▶ _PROBLEM_:
Duplicate the passage in the kava article starting with "Fiji Kava Council" and going on through "in Aboriginal communities.".

▶ _PAGE EXTRACT_:
:::::

The Australian Therapeutic Goods Administration describes kava, also known as kava kava or Piper methysticum, as a member of the pepper family that has traditionally been cultivated by Pacific Islanders for use as a social and ceremonial drink, which is traditionally either ground or chewed up and mixed with water or coconut milk.
South Pacific producers of kava were delighted at the publication of a World Health Organization report declaring kava to be a safe product (although they feel that it is one that should be available on prescriptions and not over the counter in an attempt to better monitor its use).
Fiji Kava Council chairman Ratu Josateki Nawalowalo said that as far as the kava industry in Fiji and the Pacific was concerned, this was a major breakthrough.
Here in Australia there was less welcome news. The Australian Government decided to ban the import of kava, apart from small quantities for personal use, as part of its campaign to stamp out child abuse in Aboriginal communities.
According to a statement by Health Minister Tony Abbott and Customs Minister David Johnston announcing the ban, “kava abuse has become an increasingly serious problem in indigenous communities over recent years with the health effects becoming more severe in communities where kava use is not traditional and where excessive consumption occurs.”
Kava was originally introduced to the NT back in the 1980s in an effort to limit alcohol abuse; as a kind of methadone for alcoholics, but it instead became used and then abused as supplement rather than a substitute, so many feel that Mr. Abbott’s desire to to ban it in the Territory is understandable, but a ban across Australia seems a bit excessive and irresponsible.
What is not certain is whether authorities have considered the consequences of their actions in other parts of Australia where the use of kava instead of alcohol is prevalent among islander communities, and has actually reduced domestic violence, car crashes, and a series of other accidents caused by over-consumption and abuse of alcohol. There are many people in urban Australia who would feel happier meeting a kava-happy islander in the street rather than an intoxicated one, but many now fear that all of the gains in recent years will now be lost, right on the heels of the World Health Organization’s announcement.

:::::

Segmentation mask data
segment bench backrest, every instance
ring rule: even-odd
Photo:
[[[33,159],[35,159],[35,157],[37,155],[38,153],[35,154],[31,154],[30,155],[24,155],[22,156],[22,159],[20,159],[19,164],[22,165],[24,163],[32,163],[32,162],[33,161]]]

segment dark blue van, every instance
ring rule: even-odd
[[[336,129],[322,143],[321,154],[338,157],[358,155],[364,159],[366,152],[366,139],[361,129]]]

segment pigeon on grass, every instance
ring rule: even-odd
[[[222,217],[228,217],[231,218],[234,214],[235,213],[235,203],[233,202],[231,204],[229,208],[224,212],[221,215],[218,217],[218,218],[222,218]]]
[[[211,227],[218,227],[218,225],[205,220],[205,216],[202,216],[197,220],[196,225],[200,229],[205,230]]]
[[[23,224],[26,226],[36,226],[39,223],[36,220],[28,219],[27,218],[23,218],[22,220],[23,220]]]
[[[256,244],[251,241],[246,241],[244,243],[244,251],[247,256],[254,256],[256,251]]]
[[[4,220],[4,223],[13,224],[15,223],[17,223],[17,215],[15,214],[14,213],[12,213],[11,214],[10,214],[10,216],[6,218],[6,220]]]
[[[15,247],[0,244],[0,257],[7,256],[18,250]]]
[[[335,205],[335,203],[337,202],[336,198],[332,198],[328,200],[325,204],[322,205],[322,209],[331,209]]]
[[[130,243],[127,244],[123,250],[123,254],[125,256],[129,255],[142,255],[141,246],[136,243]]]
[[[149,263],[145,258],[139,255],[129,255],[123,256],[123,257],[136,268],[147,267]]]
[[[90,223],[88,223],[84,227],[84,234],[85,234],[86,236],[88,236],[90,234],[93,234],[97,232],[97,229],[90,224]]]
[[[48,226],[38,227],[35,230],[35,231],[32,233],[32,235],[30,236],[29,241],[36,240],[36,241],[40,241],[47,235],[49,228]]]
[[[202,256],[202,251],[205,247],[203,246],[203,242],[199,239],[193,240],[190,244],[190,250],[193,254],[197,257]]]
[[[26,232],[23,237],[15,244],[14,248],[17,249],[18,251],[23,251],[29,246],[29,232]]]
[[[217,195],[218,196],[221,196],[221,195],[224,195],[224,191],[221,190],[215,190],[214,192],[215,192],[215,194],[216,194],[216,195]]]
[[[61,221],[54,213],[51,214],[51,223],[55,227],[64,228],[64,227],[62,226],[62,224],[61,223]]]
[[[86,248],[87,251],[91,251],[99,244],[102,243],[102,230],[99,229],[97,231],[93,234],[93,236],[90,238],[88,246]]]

:::::

▶ _SOLUTION TO THE EXERCISE_:
Fiji Kava Council chairman Ratu Josateki Nawalowalo said that as far as the kava industry in Fiji and the Pacific was concerned, this was a major breakthrough.
Here in Australia there was less welcome news. The Australian Government decided to ban the import of kava, apart from small quantities for personal use, as part of its campaign to stamp out child abuse in Aboriginal communities.